Extracted material.
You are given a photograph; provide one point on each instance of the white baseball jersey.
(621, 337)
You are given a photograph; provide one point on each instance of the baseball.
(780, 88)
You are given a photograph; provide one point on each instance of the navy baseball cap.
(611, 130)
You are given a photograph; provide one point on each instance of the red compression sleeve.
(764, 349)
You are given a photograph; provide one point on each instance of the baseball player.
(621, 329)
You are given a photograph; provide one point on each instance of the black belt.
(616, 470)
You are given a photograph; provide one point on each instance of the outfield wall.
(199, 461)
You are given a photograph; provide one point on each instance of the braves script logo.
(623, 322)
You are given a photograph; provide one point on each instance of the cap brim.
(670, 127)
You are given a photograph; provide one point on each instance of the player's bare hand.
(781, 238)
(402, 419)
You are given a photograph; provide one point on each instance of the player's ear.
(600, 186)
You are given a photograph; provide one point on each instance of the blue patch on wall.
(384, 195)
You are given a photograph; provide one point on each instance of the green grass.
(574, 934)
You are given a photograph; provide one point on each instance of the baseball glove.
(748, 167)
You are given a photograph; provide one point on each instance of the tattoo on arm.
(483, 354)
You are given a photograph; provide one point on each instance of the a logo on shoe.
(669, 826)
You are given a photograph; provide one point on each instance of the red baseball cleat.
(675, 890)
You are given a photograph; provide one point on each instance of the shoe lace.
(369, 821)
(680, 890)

Exercise requirements. Copy every line exactly. Leave nothing out.

Response.
You are given a photograph; provide one point on each instance of the white baseball jersey.
(621, 337)
You are given a photograph; provide one point on each instance of the baseball.
(780, 88)
You are given a photograph; provide one point on each instance of the navy baseball cap.
(611, 130)
You are given a photograph; provide one point on each instance of the red compression sleeve.
(764, 349)
You are given a photograph; provide one point on each instance of the baseball player.
(621, 329)
You are given a photograph; provide one point on each instance of the black belt.
(616, 470)
You are given a photograph; provide one point on each instance of the outfield wall.
(199, 461)
You are given a photograph; provide one point on each instance of the braves script logo.
(623, 322)
You are given a photograph; provide one point on each instance of the cap brim.
(670, 127)
You are given a photograph; provide one point on each instance of the player's bare hand.
(781, 238)
(402, 419)
You are given a photograph; provide one point on each instance of the player's ear.
(600, 186)
You are given a photograph; provide one point on each instance of the blue patch on wall.
(384, 195)
You are given a photograph; provide one point on each instance of the green grass.
(574, 934)
You are given a photograph; provide one point on each instance of the baseball glove.
(748, 167)
You are given a photograph; provide one point on each instance of the tattoo on arm.
(483, 354)
You are given a photograph; provide one point on each instance of the a logo on shoe.
(669, 826)
You are given a photograph; provide one point on each instance of the red baseball cleat.
(675, 890)
You are given a photograph; provide one point on each instance of the shoe lace.
(369, 821)
(680, 890)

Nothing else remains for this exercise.